=== Directions for this task ===
Output the material beneath exactly, leaving nothing out.

=== Listed records ===
-- -- --

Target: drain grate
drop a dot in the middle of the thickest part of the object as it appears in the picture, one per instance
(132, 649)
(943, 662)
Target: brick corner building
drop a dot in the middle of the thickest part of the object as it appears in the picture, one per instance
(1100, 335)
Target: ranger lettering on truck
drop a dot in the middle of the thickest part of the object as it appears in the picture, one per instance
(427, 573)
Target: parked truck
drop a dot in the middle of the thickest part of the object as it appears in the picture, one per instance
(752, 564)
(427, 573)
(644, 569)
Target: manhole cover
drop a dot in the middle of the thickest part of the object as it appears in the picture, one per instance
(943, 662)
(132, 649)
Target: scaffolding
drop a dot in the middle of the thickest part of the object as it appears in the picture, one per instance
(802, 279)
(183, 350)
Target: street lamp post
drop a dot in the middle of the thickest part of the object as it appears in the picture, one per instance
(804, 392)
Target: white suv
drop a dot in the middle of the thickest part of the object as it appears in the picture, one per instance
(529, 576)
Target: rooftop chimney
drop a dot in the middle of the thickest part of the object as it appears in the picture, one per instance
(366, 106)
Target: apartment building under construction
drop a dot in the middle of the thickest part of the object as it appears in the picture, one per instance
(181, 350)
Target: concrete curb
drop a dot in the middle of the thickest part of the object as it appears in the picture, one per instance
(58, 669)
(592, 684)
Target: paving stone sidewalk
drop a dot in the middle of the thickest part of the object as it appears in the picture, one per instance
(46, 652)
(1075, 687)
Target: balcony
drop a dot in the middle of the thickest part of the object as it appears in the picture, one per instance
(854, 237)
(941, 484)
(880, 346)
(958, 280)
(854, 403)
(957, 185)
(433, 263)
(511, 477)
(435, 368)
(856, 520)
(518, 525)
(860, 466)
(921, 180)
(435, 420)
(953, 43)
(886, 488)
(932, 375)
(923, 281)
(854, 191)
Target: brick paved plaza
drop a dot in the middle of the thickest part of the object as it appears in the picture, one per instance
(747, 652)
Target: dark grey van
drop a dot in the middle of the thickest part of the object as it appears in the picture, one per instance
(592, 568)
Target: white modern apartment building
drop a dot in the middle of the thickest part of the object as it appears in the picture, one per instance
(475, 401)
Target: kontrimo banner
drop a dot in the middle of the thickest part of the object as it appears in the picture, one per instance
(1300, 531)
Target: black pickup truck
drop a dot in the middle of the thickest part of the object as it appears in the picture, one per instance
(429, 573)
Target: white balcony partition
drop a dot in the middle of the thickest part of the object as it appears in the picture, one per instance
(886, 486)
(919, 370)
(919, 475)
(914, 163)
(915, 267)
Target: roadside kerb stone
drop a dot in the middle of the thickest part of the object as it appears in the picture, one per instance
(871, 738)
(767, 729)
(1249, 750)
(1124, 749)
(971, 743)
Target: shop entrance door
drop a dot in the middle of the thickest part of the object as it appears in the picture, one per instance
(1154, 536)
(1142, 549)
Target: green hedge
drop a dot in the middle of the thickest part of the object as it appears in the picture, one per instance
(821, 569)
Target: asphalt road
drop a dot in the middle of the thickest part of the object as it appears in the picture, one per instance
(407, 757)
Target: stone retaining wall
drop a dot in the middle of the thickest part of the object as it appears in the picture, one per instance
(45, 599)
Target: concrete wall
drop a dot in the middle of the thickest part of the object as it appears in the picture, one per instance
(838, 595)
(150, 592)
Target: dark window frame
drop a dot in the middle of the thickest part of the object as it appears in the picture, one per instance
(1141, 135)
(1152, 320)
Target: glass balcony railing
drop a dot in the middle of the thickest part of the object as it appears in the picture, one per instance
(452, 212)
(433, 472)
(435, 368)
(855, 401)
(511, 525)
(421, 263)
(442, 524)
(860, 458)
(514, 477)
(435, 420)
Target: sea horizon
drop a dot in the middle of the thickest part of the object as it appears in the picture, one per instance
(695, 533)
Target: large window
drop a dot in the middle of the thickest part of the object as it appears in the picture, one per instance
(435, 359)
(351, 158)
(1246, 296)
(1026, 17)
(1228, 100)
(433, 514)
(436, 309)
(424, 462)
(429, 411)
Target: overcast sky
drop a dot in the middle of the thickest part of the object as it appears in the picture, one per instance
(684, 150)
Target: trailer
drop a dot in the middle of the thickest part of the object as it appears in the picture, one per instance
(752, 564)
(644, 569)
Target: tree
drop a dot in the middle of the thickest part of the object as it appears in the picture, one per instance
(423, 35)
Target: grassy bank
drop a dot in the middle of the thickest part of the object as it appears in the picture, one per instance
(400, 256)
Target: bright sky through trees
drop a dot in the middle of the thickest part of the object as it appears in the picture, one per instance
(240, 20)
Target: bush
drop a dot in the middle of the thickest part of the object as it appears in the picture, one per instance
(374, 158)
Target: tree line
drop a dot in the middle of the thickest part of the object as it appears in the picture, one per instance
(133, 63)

-- -- --

=== Completed task ===
Target: drain grate
drop a dot in the middle of the thickest part of the object as it appears in the picture, one per instance
(132, 649)
(943, 662)
Target: brick corner building
drop a dot in the middle of the thickest part of the object as it appears in the picture, one per instance
(1100, 335)
Target: ranger lettering on truck
drop a dot in the middle of the thickest part of the object as it appears in the picture, one per instance
(427, 573)
Target: parked truck
drop a dot in the middle of the thickest part of the object as it appears in the picture, one per instance
(752, 564)
(427, 573)
(644, 569)
Target: manhole cover
drop a dot in the middle of the thickest part of the object as it appears in the picture, one per instance
(943, 662)
(132, 649)
Target: scaffolding
drop a dot in the middle of the thickest part of the object as it appears in the picture, one per instance
(802, 279)
(183, 350)
Target: street lamp post
drop a dot in the middle of the thickest part of the object as it appears in the picture, one per instance
(804, 392)
Target: white suv
drop a dot in the middle of the thickest part of the object as it appears in the picture, one per instance
(529, 576)
Target: rooftop chimney
drop a dot in the middle of the thickest part of the object as it appears in the picture, one per instance
(366, 106)
Target: apartment building under construction
drop a dot in the middle of the thickest part of the object as it appears in the picture, one per instance
(181, 350)
Target: concrete curb
drop a dot in the middle of the thickest part of the object as it appears in the picture, one per instance
(58, 669)
(592, 684)
Target: paving stone sidewalk
drop a dot in the middle of the thickest part of the object as it appears in the picture, one per instance
(46, 652)
(1075, 687)
Target: balcony
drop a dot in the middle of the thickest part of the object as it appears in the picture, one per instance
(854, 237)
(941, 484)
(880, 346)
(958, 280)
(854, 403)
(957, 185)
(433, 263)
(511, 477)
(435, 368)
(856, 520)
(518, 525)
(860, 466)
(921, 180)
(435, 420)
(953, 43)
(886, 488)
(932, 375)
(923, 281)
(854, 191)
Target: brick paved plaza
drop a dot in the middle of the thickest part of the object as it appears in the picture, one per instance
(747, 652)
Target: dark grey van
drop a dot in the middle of the thickest part of the object as it appears in the picture, one per instance
(592, 568)
Target: white modern apartment building
drop a dot in the middle of the thickest part of the object as it appears in the picture, one per instance
(475, 401)
Target: kontrimo banner
drop a dot in the middle of the thickest part of the object as it appears in the picture, one per instance
(1300, 531)
Target: black pickup truck
drop a dot in the middle of the thickest part of the object as it appears in the picture, one per instance
(429, 573)
Target: white balcony partition
drop a dot in the middle of the thickest part of the object as it appears in the picture, one per instance
(886, 486)
(919, 370)
(919, 475)
(914, 163)
(915, 267)
Target: roadside kerb stone
drop a dot in the middle of the thickest part of the object as it appears in the picture, one per instance
(871, 738)
(767, 729)
(1249, 750)
(1124, 749)
(971, 743)
Target: shop entrance door
drop a dot in the middle of the thickest part of the object as it appears in the picture, one per instance
(1154, 536)
(1142, 549)
Target: green hedge
drop a dot in the middle of the thickest part of the object as it appears in the picture, one per instance
(821, 569)
Target: asphalt road
drop a dot in the middle of the thickest part of the object as it appears in the picture, one per instance
(407, 757)
Target: stone retaining wall
drop a dot in the middle of the thickest part of the object as it appears in the picture, one per instance
(45, 599)
Target: concrete wall
drop a dot in the middle of the thickest part of the object as it appears in the picture, one per instance
(838, 595)
(150, 592)
Target: dark window frame
drop a dot in the middle of the thickest part of the object as it appears in the picture, one per instance
(1141, 135)
(1152, 320)
Target: glass balcony railing
drop a dot in the middle of the thickest part of the object as it appears in the picture, one per instance
(452, 212)
(433, 472)
(435, 368)
(855, 401)
(511, 525)
(421, 263)
(442, 524)
(860, 458)
(514, 477)
(435, 420)
Target: sea horizon
drop a dot in the middle of the thickest part of the object as it appears in the picture, one per instance
(695, 533)
Target: large window
drop a dot in the middle of the thickest part of the object as it appears in the picture, one per instance
(435, 359)
(351, 158)
(1246, 296)
(1026, 17)
(1228, 100)
(433, 514)
(436, 309)
(424, 462)
(429, 411)
Target: overcast sky
drop a dot in the middle of the thickest part of the object as it appears in the picture, one per instance
(684, 150)
Target: trailer
drop a dot in the middle of the thickest part of the object as it appears in the picture, one per instance
(752, 564)
(644, 569)
Target: tree
drop a dot in the middle of the thickest part of the object as it appears in the picture, one per instance
(423, 35)
Target: grassy bank
drop a dot in the middle of the thickest part of the object as it appears in the picture, one per instance
(400, 256)
Target: bright sky through trees
drop a dot in the middle of the thickest part of the object as it appears in the picture, one per instance
(240, 20)
Target: bush
drop a dot in the middle of the thickest part of the object as it appears in the picture, one per instance
(374, 158)
Target: tree line
drop a dot in the middle of the thickest part of the object as it appears in the picture, one per instance
(133, 63)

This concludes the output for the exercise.